### WHAT NEEDS TO BE DONE
All of the lines below are to be transcribed faithfully, with pictures excluded from the copy.

INPUT RECORDS: Begin

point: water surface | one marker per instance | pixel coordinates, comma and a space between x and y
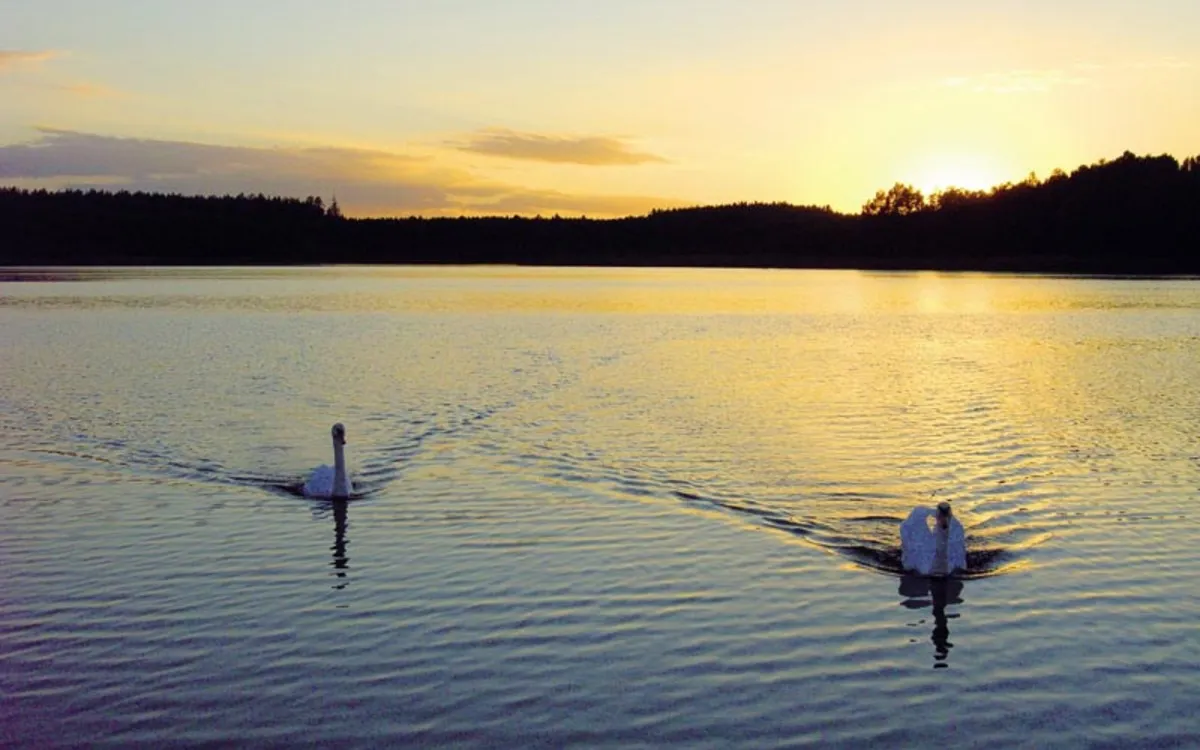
595, 507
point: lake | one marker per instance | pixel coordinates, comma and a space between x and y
595, 508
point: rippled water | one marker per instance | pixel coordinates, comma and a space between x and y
595, 508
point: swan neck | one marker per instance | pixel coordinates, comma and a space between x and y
339, 469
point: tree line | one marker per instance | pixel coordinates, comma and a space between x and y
1131, 215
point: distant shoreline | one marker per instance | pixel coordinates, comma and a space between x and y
1133, 216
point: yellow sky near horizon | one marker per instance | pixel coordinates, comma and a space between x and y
581, 107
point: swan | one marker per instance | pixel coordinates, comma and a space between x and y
937, 552
331, 483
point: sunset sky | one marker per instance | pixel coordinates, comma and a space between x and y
597, 107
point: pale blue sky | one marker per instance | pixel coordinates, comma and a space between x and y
586, 106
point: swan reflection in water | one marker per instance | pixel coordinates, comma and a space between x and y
921, 592
341, 564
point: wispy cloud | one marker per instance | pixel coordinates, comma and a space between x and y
591, 150
13, 58
367, 183
89, 90
1042, 81
1021, 81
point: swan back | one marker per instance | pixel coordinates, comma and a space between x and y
928, 551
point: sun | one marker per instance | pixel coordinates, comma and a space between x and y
966, 171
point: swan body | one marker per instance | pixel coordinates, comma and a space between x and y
331, 483
933, 552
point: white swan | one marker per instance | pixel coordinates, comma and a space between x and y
331, 483
933, 552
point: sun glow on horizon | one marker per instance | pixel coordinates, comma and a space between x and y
966, 171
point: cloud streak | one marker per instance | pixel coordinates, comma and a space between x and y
589, 150
13, 58
367, 183
1043, 81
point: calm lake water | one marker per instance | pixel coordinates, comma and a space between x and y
595, 508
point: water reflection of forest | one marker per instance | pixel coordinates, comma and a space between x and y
1132, 215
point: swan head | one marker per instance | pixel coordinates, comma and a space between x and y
943, 515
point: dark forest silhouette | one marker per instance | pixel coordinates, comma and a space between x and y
1132, 215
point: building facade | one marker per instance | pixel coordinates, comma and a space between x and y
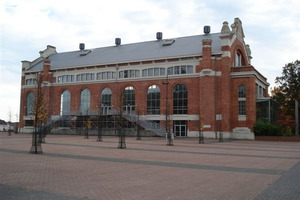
204, 82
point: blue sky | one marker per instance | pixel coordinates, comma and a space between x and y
271, 27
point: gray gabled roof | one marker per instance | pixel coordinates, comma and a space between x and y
151, 50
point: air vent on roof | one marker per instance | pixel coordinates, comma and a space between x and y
159, 35
168, 42
118, 41
84, 52
206, 30
81, 46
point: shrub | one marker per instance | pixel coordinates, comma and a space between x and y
262, 128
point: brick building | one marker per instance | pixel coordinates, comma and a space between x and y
204, 81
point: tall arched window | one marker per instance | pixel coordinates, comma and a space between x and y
242, 100
237, 59
180, 99
29, 104
153, 100
65, 99
105, 104
129, 99
85, 97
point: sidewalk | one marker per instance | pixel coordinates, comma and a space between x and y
72, 167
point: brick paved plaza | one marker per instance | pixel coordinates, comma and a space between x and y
72, 167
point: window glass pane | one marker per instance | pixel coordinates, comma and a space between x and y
242, 91
162, 71
144, 72
126, 75
150, 72
105, 101
153, 100
83, 77
65, 103
104, 75
121, 74
189, 69
129, 99
137, 73
109, 75
99, 76
180, 99
29, 104
176, 70
85, 101
170, 70
183, 69
156, 71
242, 107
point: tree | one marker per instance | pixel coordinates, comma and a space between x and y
287, 93
289, 81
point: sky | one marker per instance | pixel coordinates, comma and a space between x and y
271, 28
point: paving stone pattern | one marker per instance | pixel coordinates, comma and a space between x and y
73, 167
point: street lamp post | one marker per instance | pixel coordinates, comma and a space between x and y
99, 139
168, 131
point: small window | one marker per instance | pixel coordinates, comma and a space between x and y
131, 73
109, 75
156, 71
237, 59
104, 75
121, 74
137, 73
99, 76
183, 69
150, 72
189, 69
170, 71
126, 74
176, 70
162, 71
144, 72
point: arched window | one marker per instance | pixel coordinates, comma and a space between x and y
85, 101
153, 100
180, 99
105, 104
242, 100
65, 99
237, 59
29, 104
129, 99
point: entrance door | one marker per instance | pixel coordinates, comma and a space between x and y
180, 130
129, 108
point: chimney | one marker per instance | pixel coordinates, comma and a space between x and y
118, 41
81, 46
159, 35
206, 30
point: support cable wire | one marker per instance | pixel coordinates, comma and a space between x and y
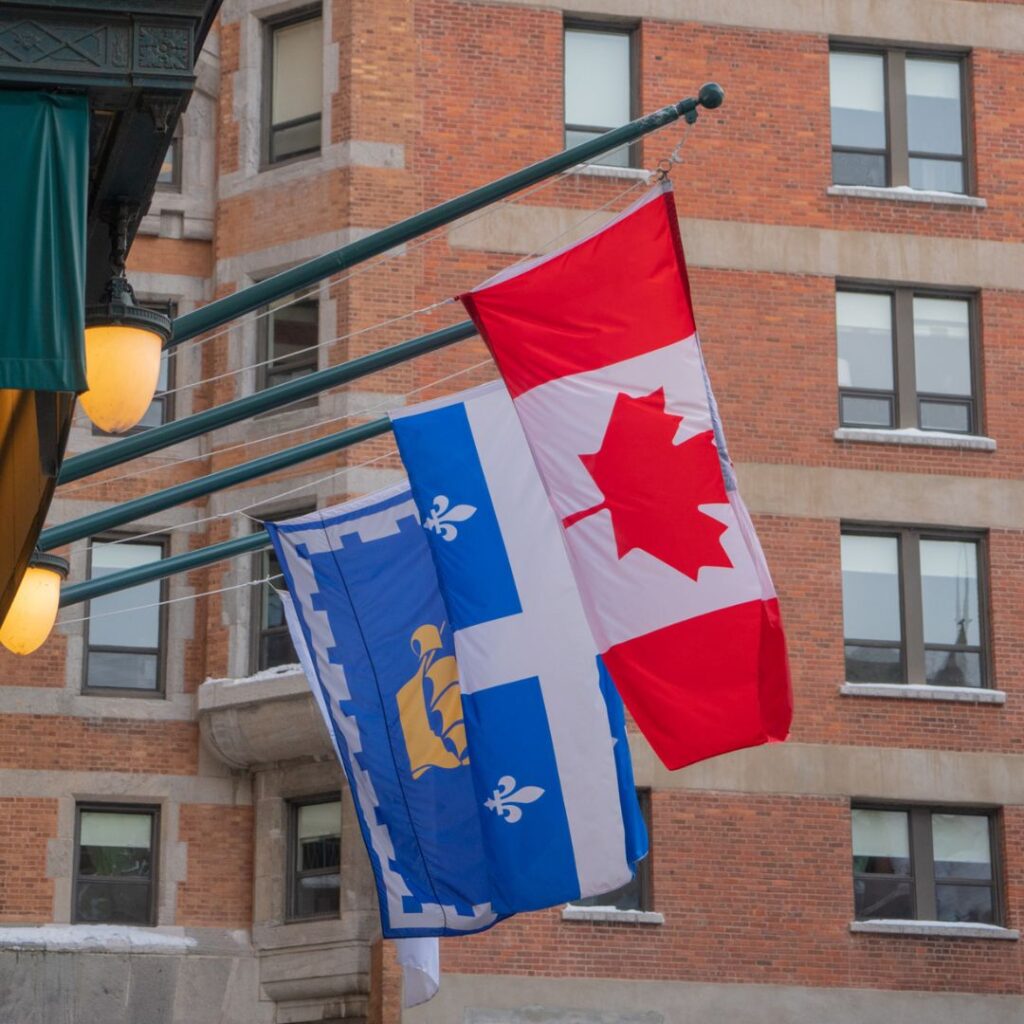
311, 483
663, 171
423, 310
70, 489
170, 600
398, 251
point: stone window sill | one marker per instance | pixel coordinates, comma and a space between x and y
911, 435
903, 194
908, 691
608, 171
936, 929
612, 913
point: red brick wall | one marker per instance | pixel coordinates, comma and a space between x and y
217, 891
754, 890
26, 892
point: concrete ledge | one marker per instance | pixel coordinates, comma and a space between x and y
906, 691
608, 171
936, 929
261, 719
910, 435
903, 194
612, 914
124, 939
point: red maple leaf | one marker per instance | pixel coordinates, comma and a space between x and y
652, 486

INPUT RECORDS: End

### ANSWER FOR THE TASK
point: water surface | one marker per instance | pixel coordinates, comma and a space between x and y
595, 507
point: lake | one marker per instance | pixel coordinates, comma and a space between x and y
595, 508
point: rippled water | one marker per instance | pixel coordinates, comma and a space between x and y
595, 508
point: swan neck | one marker per instance | pixel coordinates, comma and a space between x and y
339, 469
point: tree line | one marker per instance | pixel coordinates, comma and a space between x and y
1131, 215
point: distant shoreline | one marker per instance | pixel coordinates, comma and a space between x and y
1133, 216
point: yellow sky near horizon | one marker per instance | pixel coordinates, comma and a space between x and y
581, 107
point: swan | one marker per instance | pixel coordinates, comma and a space between x and y
937, 552
331, 483
point: sunset sky | one marker per instance | pixel coordinates, comma and a space between x and y
597, 107
point: pale blue sky | one marker per instance | pixel coordinates, comma and a space between x and y
586, 106
point: swan reflection in water | one marker per instance | pixel coordinates, comma and a space between x and y
921, 592
341, 564
point: wispy cloud | one marker per instance | pixel coordinates, comma and a space between x and y
591, 150
13, 58
367, 183
89, 90
1042, 81
1021, 81
point: swan back | one marker per instance | pixel coordinates, comma and a space between x and y
928, 551
point: sun | one marker per instance | pixel coordinates, comma and a space between x and y
966, 171
point: swan body | one marker per instance | pixel coordinates, comma and a space between x and y
331, 483
933, 552
point: white swan | one marker per instance | pixel coordinates, comma and a space between x and y
331, 483
933, 552
point: sun glow on horizon | one marker per instance | pixel coordinates, comma and a space between x and y
966, 171
point: cloud streak | one marker per instance | pixel coordinates, comma and a space between x and y
589, 150
13, 58
367, 183
1043, 81
point: calm lake water | one marker per instance | pixel coordinates, comma and a space between x and y
595, 508
point: water reflection of forest | one marker per instance | pixel coordinates, comma and a space between x and y
1132, 215
point: swan head | one marker per instance | pixel coordinates, comma and a space between x and y
943, 515
point: dark forest silhouette | one marker per instance | pixel coordinates, comma and a space between x and y
1132, 215
point: building facade | one marker per instance | pixel coordinates, comma and a space between x and y
204, 82
point: blue sky | one marker per instance | pixel coordinates, comma and a space between x and y
271, 27
point: gray gabled roof | one marker per instance | pixel coordinates, comma and a space between x and y
151, 50
point: air vent on roof | one marker per instance | pixel coordinates, comma and a space between x and y
159, 35
168, 42
118, 41
84, 52
206, 30
81, 46
point: shrub | one marker per instance | pixel coordinates, comma and a space between x and y
262, 128
point: brick building | one marker per instance | pixel coordinates, comma and a space between x and y
204, 81
point: tall arched window | one marker per instance | pixel coordinates, comma and a space between x and y
242, 100
237, 59
180, 99
29, 104
153, 100
65, 99
105, 104
129, 99
85, 97
point: sidewalk | one marker per instance | pixel coordinates, comma and a space between x and y
72, 167
point: brick paved plaza | one marker per instance | pixel coordinates, comma and a space between x and y
72, 167
point: window glass pane | one marker per instance | pixel coordinates, comma and a space between x and y
242, 91
162, 71
144, 72
126, 75
150, 72
105, 101
153, 100
83, 77
65, 103
104, 75
121, 74
189, 69
129, 99
137, 73
109, 75
99, 76
180, 99
29, 104
176, 70
85, 101
170, 70
183, 69
156, 71
242, 107
point: tree | one marker per instance | pixel coordinates, comma and a space between x and y
287, 93
289, 81
point: sky | one marker per instance | pixel coordinates, comma and a space between x and y
271, 28
point: paving stone pattern | one marker per instance | pixel coordinates, comma and a space between x and y
73, 167
point: street lamp post | one marker per instance | pixel coordinates, comma and a space between x and y
99, 139
168, 131
point: small window | one marker per instance | pixel coordinates, comma and a space between x and y
131, 73
109, 75
156, 71
237, 59
104, 75
121, 74
137, 73
99, 76
183, 69
150, 72
189, 69
170, 71
126, 74
176, 70
162, 71
144, 72
point: arched window | one marker per instance | pixel coordinates, comma and a space between x and y
85, 101
153, 100
180, 99
105, 104
242, 100
65, 99
237, 59
29, 104
129, 99
point: entrance door | one marker per instance | pixel coordinates, comma and a space between x and y
180, 130
129, 108
point: chimney | one marker per instance | pixel coordinates, comma and a space between x and y
118, 41
81, 46
159, 35
206, 30
point: support cable wire | one marker per instance | pixel coordinates, comma and a space between x and y
311, 483
663, 171
423, 310
70, 489
170, 600
398, 251
point: stone window sill | one marker per instance | pixel coordinates, comma and a space between x and y
911, 435
903, 194
908, 691
608, 171
936, 929
612, 913
point: red brick wall | one marker per instance | pixel coordinates, comma and a space between x and y
217, 891
754, 890
26, 892
point: concrete ledge | one marker per instance | pixel coordinates, comma and a space between x and y
906, 691
608, 171
936, 929
261, 719
910, 435
903, 194
612, 914
124, 939
point: red maple leaf | one marker per instance | pixel coordinates, comma and a space between x and y
652, 486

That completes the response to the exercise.